Work instruction: For the data below, give the number of lines in which "bush" occurs. Include nothing besides that number.

[Dataset records]

⁂

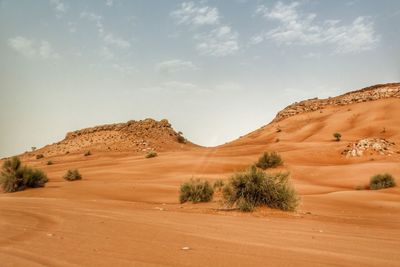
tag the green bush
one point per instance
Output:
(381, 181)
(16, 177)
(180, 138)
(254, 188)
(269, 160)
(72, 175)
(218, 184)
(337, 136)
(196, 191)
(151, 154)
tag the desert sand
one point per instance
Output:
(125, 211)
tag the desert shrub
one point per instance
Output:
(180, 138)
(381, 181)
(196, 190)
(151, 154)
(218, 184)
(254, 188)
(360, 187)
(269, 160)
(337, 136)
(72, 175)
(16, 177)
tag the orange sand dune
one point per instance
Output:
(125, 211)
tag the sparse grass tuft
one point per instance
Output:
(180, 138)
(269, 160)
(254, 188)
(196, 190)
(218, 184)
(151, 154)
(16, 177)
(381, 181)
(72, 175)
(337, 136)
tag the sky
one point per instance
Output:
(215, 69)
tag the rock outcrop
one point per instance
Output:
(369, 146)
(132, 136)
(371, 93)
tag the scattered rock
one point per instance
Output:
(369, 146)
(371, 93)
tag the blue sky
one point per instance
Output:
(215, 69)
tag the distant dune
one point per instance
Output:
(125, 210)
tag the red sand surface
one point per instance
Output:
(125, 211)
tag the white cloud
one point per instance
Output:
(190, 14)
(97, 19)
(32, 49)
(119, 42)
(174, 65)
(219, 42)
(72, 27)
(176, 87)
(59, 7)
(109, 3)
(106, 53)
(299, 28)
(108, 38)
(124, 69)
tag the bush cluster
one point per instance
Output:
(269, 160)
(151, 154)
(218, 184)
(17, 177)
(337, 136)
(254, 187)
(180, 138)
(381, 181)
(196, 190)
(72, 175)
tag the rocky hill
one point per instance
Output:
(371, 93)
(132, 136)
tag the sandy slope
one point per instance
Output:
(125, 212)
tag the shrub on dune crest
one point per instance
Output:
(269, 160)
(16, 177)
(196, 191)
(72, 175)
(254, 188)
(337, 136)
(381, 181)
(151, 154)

⁂

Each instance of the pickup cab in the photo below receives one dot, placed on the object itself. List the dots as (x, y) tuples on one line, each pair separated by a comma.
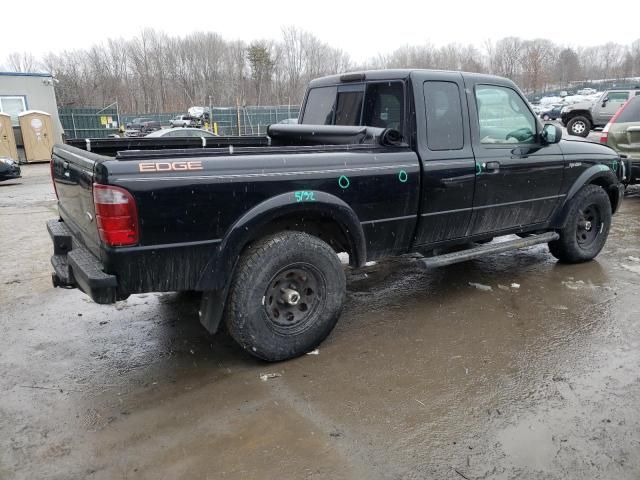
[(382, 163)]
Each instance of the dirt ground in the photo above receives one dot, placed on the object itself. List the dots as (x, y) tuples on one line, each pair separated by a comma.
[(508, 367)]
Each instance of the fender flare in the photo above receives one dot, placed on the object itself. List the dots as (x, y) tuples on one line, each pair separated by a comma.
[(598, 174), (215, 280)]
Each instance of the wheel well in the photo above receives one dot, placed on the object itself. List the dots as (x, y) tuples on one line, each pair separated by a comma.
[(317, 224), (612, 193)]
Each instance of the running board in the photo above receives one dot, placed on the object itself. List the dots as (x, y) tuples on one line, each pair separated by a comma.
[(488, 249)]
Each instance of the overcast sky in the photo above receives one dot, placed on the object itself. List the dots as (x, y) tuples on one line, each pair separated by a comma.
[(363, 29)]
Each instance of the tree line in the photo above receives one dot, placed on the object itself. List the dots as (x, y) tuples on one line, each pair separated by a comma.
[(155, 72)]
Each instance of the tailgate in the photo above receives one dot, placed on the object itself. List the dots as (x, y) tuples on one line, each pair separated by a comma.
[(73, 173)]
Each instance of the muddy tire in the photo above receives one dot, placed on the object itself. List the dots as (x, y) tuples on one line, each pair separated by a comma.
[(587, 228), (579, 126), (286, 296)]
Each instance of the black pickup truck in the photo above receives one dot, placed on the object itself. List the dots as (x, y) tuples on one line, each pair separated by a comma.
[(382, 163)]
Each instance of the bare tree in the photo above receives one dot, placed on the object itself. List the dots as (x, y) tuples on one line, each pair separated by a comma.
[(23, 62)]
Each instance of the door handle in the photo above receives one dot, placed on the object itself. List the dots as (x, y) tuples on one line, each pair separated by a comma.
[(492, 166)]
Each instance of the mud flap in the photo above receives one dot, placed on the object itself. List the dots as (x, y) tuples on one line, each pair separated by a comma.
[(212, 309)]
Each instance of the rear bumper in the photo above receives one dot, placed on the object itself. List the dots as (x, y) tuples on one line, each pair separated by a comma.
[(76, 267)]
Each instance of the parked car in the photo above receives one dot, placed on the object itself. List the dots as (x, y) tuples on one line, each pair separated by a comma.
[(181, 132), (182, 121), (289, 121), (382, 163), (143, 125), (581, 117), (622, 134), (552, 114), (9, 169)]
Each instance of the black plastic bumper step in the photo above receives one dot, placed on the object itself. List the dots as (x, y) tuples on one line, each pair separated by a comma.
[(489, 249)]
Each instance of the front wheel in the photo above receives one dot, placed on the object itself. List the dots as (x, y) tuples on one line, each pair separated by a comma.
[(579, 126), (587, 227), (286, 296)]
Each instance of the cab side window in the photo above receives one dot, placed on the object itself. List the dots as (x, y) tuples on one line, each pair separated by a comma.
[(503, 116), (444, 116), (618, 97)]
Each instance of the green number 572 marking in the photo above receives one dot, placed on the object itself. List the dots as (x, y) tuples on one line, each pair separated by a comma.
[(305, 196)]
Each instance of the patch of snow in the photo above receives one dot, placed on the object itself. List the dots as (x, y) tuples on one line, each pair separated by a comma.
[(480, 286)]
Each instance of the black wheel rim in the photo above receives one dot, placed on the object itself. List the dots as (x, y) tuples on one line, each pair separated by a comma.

⁂

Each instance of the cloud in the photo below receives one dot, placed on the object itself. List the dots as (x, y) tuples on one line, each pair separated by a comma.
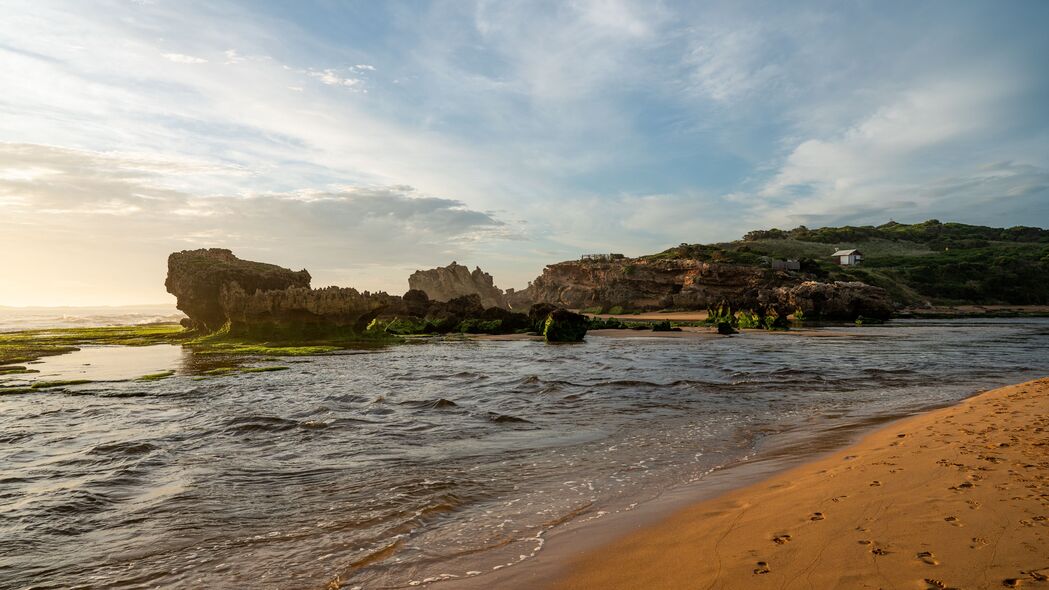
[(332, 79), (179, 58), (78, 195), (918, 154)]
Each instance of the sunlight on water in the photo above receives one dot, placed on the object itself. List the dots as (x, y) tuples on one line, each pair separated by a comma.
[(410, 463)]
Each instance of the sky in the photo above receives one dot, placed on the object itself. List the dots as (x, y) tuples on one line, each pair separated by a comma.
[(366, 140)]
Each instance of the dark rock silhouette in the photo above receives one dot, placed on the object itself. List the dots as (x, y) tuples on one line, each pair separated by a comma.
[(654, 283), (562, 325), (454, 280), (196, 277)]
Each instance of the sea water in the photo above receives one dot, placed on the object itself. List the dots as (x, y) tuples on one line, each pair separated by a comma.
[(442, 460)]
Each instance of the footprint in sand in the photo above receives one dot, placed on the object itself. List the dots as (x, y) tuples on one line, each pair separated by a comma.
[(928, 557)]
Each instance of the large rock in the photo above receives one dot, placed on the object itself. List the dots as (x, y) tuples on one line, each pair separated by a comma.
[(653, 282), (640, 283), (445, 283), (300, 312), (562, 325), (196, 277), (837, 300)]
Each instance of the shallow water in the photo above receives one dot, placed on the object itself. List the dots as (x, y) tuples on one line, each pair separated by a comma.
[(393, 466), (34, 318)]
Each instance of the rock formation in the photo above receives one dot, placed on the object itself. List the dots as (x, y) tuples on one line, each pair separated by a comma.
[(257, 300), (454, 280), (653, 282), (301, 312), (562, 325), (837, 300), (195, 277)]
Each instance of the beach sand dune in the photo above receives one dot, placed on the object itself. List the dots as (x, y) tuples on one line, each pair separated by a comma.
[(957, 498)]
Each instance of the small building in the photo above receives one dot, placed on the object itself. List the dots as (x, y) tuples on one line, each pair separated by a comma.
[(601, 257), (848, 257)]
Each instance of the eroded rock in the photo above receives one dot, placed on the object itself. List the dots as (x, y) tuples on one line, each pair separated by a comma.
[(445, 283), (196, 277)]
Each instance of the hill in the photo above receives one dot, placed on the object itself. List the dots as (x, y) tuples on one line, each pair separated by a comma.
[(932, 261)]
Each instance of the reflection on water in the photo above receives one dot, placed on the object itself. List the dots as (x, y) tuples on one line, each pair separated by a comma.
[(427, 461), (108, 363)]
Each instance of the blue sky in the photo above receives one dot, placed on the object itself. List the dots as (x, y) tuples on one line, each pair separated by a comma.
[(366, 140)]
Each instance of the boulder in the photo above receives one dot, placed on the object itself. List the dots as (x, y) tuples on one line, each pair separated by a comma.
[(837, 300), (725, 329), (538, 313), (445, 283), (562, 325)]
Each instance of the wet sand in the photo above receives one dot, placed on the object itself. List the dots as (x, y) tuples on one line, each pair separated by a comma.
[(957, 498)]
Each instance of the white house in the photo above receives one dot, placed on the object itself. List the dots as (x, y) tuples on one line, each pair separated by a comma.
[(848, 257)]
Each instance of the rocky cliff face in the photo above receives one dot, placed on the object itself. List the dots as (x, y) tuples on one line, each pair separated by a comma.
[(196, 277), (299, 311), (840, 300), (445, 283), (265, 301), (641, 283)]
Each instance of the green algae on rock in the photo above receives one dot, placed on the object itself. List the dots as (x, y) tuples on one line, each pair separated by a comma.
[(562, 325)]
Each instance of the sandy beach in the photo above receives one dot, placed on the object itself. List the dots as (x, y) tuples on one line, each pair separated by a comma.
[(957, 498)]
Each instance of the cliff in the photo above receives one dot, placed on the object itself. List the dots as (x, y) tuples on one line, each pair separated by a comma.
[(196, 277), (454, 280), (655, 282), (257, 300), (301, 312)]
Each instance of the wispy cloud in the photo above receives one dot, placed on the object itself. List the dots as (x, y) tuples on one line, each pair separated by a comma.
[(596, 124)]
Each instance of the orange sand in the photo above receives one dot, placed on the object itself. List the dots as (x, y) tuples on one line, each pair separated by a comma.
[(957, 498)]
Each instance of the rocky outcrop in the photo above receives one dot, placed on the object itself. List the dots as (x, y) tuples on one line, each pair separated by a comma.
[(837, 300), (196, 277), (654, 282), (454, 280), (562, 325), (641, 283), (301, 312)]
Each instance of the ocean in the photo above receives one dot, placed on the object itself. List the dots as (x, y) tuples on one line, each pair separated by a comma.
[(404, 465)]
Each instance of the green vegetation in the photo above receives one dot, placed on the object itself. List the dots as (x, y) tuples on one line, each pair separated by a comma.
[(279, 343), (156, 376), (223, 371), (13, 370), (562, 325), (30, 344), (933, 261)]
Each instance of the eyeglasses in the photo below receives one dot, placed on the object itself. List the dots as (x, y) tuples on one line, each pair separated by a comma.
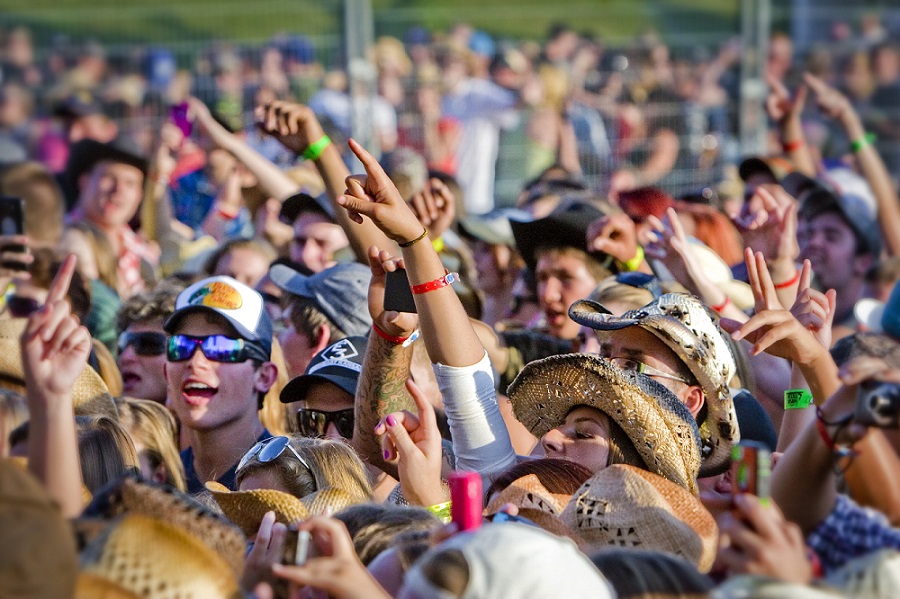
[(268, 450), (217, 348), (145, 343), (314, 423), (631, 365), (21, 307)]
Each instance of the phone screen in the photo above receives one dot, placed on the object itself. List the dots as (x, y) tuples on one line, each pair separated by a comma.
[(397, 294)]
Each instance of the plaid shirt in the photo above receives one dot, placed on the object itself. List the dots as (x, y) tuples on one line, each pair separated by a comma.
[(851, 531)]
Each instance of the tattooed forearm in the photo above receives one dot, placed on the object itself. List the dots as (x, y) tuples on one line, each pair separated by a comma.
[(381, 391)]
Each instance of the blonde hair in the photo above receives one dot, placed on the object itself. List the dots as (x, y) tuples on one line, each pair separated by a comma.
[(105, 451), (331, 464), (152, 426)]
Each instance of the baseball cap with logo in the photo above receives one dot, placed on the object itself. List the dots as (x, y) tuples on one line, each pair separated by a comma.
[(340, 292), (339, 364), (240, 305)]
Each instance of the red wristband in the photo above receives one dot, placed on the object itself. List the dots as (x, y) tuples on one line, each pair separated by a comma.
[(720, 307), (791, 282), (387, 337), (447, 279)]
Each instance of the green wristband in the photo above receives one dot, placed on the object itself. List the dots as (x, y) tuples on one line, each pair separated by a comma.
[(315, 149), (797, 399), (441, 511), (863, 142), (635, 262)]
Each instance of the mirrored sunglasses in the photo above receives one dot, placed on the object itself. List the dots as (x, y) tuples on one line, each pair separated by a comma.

⁂

Task solution: 2